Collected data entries
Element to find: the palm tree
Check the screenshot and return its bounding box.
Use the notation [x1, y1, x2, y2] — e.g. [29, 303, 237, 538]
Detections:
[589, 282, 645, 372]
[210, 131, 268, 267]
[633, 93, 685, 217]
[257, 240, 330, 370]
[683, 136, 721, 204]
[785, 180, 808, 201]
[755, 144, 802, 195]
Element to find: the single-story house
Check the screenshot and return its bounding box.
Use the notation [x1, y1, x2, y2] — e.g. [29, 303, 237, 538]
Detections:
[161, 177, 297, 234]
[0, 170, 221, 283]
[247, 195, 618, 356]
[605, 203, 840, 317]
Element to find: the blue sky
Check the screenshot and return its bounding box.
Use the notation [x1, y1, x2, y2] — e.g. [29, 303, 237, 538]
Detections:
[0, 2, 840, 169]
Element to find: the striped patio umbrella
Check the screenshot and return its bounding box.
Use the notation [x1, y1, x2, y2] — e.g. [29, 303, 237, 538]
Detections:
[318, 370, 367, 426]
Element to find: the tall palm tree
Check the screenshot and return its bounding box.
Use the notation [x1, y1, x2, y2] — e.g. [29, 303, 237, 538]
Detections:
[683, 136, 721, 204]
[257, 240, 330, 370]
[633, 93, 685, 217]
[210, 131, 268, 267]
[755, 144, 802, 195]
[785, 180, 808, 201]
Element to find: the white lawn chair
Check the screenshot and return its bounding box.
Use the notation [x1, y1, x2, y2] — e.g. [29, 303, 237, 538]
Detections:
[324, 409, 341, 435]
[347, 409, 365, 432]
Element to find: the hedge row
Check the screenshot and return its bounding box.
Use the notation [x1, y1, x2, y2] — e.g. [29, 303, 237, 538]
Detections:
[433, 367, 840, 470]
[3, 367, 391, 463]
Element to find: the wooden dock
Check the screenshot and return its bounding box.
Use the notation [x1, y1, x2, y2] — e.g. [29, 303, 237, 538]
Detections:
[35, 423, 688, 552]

TASK TO COMPLETE :: Please gather every line of the material above that contains the word "Element".

WRITTEN ANSWER ::
Element to find: the palm tree
Element to find: the single-story house
Element to find: the blue sky
Element to find: the striped patio umbrella
Element to find: the tall palm tree
Element to find: the white lawn chair
Element to find: the hedge row
Element to find: the wooden dock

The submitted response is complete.